Instructions to follow
Rewrite the items below, replacing "with a single point" with "with one point" each time it occurs. Keep everything else unchanged.

Items from a point annotation set
======
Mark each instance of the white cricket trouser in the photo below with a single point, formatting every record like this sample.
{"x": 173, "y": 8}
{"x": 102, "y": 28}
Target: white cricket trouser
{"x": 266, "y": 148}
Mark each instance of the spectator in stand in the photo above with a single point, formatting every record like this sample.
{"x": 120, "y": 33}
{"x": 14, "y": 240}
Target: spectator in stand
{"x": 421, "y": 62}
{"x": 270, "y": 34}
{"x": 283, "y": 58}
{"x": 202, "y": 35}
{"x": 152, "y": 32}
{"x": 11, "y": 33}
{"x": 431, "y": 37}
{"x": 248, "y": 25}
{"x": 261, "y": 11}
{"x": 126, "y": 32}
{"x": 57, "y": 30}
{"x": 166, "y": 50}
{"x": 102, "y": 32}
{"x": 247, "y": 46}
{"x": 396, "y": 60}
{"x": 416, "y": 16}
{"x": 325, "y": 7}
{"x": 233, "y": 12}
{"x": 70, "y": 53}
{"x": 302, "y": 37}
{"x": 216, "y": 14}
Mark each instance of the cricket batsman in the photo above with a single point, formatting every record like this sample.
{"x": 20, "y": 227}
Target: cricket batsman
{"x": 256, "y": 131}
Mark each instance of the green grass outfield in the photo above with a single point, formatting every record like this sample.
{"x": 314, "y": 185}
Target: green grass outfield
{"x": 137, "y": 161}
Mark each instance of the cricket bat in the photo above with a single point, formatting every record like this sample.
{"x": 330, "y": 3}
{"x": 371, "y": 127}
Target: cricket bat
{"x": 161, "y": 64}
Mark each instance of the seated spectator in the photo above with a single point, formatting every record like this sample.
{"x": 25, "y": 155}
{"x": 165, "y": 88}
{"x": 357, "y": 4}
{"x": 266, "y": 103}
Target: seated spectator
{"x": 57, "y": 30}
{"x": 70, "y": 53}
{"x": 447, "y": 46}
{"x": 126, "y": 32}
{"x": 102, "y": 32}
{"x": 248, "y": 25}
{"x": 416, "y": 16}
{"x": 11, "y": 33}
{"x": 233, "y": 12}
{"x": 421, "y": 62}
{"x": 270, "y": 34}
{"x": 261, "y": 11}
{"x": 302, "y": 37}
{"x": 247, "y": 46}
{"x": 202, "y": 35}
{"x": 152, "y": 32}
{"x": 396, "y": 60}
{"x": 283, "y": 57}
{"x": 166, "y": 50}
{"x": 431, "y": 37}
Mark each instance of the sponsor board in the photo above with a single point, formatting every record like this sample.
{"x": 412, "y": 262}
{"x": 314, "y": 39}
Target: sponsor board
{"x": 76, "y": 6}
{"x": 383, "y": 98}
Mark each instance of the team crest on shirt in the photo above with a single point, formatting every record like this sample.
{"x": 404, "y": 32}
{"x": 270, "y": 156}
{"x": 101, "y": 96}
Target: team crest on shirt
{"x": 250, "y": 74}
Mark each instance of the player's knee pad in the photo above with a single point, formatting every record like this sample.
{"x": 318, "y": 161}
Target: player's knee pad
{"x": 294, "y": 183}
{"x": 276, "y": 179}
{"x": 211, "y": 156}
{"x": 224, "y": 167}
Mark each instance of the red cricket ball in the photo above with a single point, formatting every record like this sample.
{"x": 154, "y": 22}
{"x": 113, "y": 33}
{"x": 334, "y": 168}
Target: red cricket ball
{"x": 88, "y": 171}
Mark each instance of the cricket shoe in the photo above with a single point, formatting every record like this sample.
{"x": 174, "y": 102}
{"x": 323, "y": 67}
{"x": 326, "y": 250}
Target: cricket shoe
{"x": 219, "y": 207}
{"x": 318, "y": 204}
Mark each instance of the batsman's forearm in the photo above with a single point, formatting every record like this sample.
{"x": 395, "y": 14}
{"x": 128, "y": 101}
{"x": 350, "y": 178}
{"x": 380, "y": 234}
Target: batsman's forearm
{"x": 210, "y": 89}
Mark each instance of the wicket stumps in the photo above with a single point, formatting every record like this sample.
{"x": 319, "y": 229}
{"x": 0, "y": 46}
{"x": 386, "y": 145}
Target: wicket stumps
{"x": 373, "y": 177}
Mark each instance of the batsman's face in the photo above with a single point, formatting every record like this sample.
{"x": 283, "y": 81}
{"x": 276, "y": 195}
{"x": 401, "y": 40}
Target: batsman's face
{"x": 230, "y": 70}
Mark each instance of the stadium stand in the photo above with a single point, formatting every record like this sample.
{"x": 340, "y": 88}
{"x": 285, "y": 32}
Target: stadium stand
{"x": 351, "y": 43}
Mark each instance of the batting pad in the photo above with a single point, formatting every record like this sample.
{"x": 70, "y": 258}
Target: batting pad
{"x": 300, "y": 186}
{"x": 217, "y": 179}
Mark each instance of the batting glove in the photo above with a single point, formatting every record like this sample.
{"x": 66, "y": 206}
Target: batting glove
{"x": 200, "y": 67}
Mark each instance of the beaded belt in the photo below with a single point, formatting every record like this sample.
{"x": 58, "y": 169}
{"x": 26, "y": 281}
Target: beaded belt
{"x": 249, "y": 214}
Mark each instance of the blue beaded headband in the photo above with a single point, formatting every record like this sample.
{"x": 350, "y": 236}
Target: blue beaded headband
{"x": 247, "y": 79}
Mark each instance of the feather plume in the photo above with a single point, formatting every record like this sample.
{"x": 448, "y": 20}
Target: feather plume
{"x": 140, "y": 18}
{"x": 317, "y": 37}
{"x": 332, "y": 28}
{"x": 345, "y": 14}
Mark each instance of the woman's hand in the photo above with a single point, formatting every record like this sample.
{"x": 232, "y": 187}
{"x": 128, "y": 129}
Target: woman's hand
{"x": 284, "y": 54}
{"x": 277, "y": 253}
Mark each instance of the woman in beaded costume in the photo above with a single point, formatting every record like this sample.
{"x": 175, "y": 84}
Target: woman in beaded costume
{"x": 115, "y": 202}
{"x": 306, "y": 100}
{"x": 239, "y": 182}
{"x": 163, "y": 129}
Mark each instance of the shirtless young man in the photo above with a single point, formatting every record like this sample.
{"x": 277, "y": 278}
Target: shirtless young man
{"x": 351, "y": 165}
======
Problem solution
Mark each instance of the white cricket trouser in the photo below with one point, formatting every record like this sample.
{"x": 173, "y": 8}
{"x": 102, "y": 28}
Target: white cricket trouser
{"x": 266, "y": 148}
Mark each instance of the spectator in stand in the photo above with one point, formatting every record like this sample.
{"x": 120, "y": 33}
{"x": 14, "y": 240}
Target: spectator in stand
{"x": 421, "y": 62}
{"x": 270, "y": 34}
{"x": 283, "y": 58}
{"x": 202, "y": 35}
{"x": 152, "y": 32}
{"x": 11, "y": 33}
{"x": 431, "y": 37}
{"x": 248, "y": 25}
{"x": 261, "y": 11}
{"x": 126, "y": 32}
{"x": 57, "y": 30}
{"x": 166, "y": 50}
{"x": 102, "y": 32}
{"x": 247, "y": 46}
{"x": 396, "y": 60}
{"x": 416, "y": 16}
{"x": 325, "y": 7}
{"x": 233, "y": 12}
{"x": 70, "y": 53}
{"x": 302, "y": 37}
{"x": 216, "y": 14}
Mark each instance of the cricket batsman in the photo above with one point, formatting every record like this sample.
{"x": 20, "y": 227}
Target: cricket batsman
{"x": 256, "y": 131}
Mark each instance of the green grass outfield in the photo above with one point, formatting every record like this sample.
{"x": 314, "y": 185}
Target: green grass outfield
{"x": 137, "y": 161}
Mark each instance of the cricket bat in the photo above with one point, formatting every record like this sample.
{"x": 330, "y": 3}
{"x": 371, "y": 127}
Target: cricket bat
{"x": 161, "y": 64}
Mark each instance of the seated spectator in the photo above with one point, formatting every record like this sample.
{"x": 25, "y": 155}
{"x": 165, "y": 88}
{"x": 357, "y": 4}
{"x": 266, "y": 103}
Target: seated spectator
{"x": 57, "y": 30}
{"x": 70, "y": 53}
{"x": 447, "y": 46}
{"x": 126, "y": 32}
{"x": 102, "y": 32}
{"x": 248, "y": 25}
{"x": 416, "y": 16}
{"x": 11, "y": 33}
{"x": 233, "y": 12}
{"x": 421, "y": 62}
{"x": 270, "y": 34}
{"x": 261, "y": 11}
{"x": 302, "y": 37}
{"x": 247, "y": 46}
{"x": 202, "y": 35}
{"x": 152, "y": 32}
{"x": 396, "y": 60}
{"x": 283, "y": 57}
{"x": 166, "y": 50}
{"x": 431, "y": 37}
Mark each instance of the sponsor board in the photo above with one point, formatting every record like this sample.
{"x": 412, "y": 262}
{"x": 314, "y": 39}
Target: sponsor board
{"x": 76, "y": 6}
{"x": 383, "y": 98}
Mark each instance of the team crest on shirt in the photo above with one point, formatting every record like this sample.
{"x": 404, "y": 32}
{"x": 270, "y": 156}
{"x": 101, "y": 96}
Target: team crest on shirt
{"x": 250, "y": 74}
Mark each instance of the player's knee pad in the photo above with one point, formatting every record like this sample.
{"x": 318, "y": 161}
Target: player's knee pad
{"x": 294, "y": 183}
{"x": 276, "y": 179}
{"x": 211, "y": 156}
{"x": 224, "y": 167}
Mark each instance of the red cricket ball in the photo above with one point, formatting every record like this sample.
{"x": 154, "y": 22}
{"x": 113, "y": 33}
{"x": 334, "y": 168}
Target: red cricket ball
{"x": 88, "y": 171}
Mark each instance of the cricket shoe in the photo above with one point, formatting every record like this sample.
{"x": 174, "y": 102}
{"x": 323, "y": 67}
{"x": 326, "y": 250}
Target: cricket shoe
{"x": 219, "y": 207}
{"x": 318, "y": 204}
Mark each instance of the batsman's forearm in the photo above with one point, formatting every record like this sample.
{"x": 395, "y": 14}
{"x": 128, "y": 101}
{"x": 350, "y": 178}
{"x": 380, "y": 234}
Target: batsman's forearm
{"x": 210, "y": 89}
Mark each instance of the wicket stumps in the photo above with one point, formatting every record like this sample.
{"x": 319, "y": 229}
{"x": 0, "y": 46}
{"x": 386, "y": 145}
Target: wicket stumps
{"x": 373, "y": 177}
Mark each instance of the batsman's face in the photo above with one point, formatting every record like this sample.
{"x": 283, "y": 81}
{"x": 276, "y": 195}
{"x": 401, "y": 40}
Target: batsman's face
{"x": 230, "y": 70}
Mark each instance of the stadium stand in the photo above with one point, formatting every record like this sample.
{"x": 340, "y": 88}
{"x": 285, "y": 32}
Target: stadium stand
{"x": 351, "y": 43}
Mark each instance of the batting pad in the photo above with one point, formatting every record like this sample.
{"x": 70, "y": 258}
Target: batting pad
{"x": 300, "y": 186}
{"x": 217, "y": 179}
Mark each instance of the batting glove in the photo above with one point, formatting every record like this sample.
{"x": 66, "y": 206}
Target: batting glove
{"x": 200, "y": 67}
Mark each instance of the beaded belt in the photo below with one point, formatting every record like this sample.
{"x": 58, "y": 169}
{"x": 26, "y": 281}
Target: beaded belt
{"x": 249, "y": 214}
Mark each instance of the blue beaded headband in the photo above with one point, formatting every record like this sample.
{"x": 350, "y": 236}
Target: blue beaded headband
{"x": 247, "y": 79}
Mark each instance of the feather plume in the photo above with one point, formatting every record like this sample.
{"x": 448, "y": 20}
Target: feather plume
{"x": 140, "y": 18}
{"x": 317, "y": 37}
{"x": 332, "y": 28}
{"x": 345, "y": 14}
Mark each instance of the woman's hand in the photo above with one point, formatting every record like this sample.
{"x": 232, "y": 187}
{"x": 128, "y": 129}
Target: woman's hand
{"x": 284, "y": 54}
{"x": 277, "y": 253}
Mark each instance of the woman in beaded costume in the photo above with one point, formatting every record like this sample.
{"x": 175, "y": 84}
Target: woman in beaded costume
{"x": 115, "y": 202}
{"x": 306, "y": 100}
{"x": 239, "y": 182}
{"x": 163, "y": 129}
Mark each instance of the shirtless young man in the photo above with one point, formatting every record like this sample.
{"x": 277, "y": 278}
Target: shirtless young man
{"x": 351, "y": 165}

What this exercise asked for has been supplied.